* _SHORT TASK_
State how many lines in the items below contain the word "crowd", counting only matches with the same case. Give the number alone.

— BEGIN DATA SECTION —

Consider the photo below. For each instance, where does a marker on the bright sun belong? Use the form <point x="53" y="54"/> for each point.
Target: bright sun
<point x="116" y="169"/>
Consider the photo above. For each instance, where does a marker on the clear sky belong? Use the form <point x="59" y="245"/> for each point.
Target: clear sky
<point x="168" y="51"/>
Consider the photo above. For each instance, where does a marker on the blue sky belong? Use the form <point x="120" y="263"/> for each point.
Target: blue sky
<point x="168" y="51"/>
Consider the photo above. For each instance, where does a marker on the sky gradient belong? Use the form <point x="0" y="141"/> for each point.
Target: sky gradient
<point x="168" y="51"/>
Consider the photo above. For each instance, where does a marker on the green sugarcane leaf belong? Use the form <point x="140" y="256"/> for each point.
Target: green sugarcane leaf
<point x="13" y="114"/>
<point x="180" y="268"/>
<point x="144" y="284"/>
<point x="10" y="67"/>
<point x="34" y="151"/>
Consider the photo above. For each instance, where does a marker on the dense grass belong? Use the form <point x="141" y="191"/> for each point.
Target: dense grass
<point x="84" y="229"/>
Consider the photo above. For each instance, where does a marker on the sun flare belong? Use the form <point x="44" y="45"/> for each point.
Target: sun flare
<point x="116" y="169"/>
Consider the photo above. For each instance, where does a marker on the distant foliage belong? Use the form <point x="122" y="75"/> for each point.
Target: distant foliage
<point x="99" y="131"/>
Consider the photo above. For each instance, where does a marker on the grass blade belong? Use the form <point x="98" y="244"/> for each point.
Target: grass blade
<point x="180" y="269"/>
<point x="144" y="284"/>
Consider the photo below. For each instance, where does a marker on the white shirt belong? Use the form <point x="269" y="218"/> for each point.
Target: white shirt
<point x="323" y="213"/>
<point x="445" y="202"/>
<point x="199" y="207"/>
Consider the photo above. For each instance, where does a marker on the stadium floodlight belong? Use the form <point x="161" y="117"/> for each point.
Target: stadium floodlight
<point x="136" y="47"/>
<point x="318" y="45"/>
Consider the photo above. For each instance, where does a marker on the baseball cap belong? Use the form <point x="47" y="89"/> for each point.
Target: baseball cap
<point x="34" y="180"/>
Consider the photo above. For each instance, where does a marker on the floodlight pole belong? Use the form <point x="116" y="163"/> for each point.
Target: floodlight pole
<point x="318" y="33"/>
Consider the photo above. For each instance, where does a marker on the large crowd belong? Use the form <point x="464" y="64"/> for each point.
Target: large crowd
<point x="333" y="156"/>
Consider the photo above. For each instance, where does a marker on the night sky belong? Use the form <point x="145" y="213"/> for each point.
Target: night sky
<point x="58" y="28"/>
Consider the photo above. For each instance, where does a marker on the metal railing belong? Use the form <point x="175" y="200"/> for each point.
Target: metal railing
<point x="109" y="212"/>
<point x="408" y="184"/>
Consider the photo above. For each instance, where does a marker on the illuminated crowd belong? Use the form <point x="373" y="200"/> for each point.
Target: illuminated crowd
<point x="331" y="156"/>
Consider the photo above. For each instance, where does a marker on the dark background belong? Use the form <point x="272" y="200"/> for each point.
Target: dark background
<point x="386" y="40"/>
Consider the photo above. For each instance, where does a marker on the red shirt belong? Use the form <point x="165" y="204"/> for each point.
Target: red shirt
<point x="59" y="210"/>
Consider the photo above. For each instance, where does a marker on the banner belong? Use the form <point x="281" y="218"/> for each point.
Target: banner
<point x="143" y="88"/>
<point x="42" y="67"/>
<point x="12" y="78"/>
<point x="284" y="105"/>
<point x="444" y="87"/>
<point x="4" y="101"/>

— END DATA SECTION —
— BEGIN DATA SECTION —

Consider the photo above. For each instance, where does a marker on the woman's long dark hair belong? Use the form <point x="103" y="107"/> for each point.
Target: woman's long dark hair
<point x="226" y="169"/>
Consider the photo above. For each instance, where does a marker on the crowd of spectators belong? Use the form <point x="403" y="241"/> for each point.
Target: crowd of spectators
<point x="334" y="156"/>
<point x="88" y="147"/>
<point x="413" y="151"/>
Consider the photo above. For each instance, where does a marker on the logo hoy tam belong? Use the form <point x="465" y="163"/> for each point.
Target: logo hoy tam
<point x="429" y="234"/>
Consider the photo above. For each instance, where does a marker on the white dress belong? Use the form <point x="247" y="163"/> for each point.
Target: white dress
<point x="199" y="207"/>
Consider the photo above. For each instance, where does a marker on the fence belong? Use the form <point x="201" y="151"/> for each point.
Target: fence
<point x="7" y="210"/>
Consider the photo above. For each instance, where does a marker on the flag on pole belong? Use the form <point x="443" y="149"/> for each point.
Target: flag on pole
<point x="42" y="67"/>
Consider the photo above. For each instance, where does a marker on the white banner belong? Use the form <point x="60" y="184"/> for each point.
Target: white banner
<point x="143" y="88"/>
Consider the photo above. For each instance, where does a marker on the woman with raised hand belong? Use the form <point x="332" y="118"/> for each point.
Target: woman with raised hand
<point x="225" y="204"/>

— END DATA SECTION —

* _THE RESULT_
6